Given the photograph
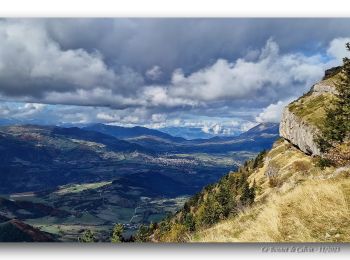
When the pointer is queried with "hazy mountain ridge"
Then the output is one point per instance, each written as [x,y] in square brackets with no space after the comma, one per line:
[284,195]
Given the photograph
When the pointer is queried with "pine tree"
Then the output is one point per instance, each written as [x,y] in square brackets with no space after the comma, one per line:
[87,237]
[117,235]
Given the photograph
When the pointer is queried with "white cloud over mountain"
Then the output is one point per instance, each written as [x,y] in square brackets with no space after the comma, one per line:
[48,62]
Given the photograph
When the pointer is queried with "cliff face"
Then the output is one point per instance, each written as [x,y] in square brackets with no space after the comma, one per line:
[296,199]
[302,119]
[298,132]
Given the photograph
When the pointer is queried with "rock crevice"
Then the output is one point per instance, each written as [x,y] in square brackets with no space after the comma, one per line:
[299,133]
● ● ● ● ● ● ●
All of the lines above should be retyped precisely, apart from the pictures.

* Exercise response
Given the photograph
When the pointer is queried with "hazy mountain ridge"
Then the output is one point per instance, each written as [x,y] in square brackets with no space after the comma, one per line:
[284,195]
Given the photograph
When the pointer is queried with "pine tree"
Then the output is one point per instance, each written as [x,y] in square brackets with no space after the comma, one per line:
[87,237]
[117,235]
Given the photograph
When the pointer is queried with "white cloud over mountain"
Then the output is one point per instance, each written as [x,y] in square brackets with no space after the comma, one per line:
[48,62]
Given the photograph
When the pointer is queried with "cliff face"
Then the output is one point per instance, each written as [x,y] in square brackets with no space after the comma, one per line:
[296,199]
[302,119]
[298,132]
Given the photograph
When the pointer is queried with "rock crevice"
Then the output is one point per instance, each written as [x,y] in square brackets with no space after the comma, one per line:
[299,133]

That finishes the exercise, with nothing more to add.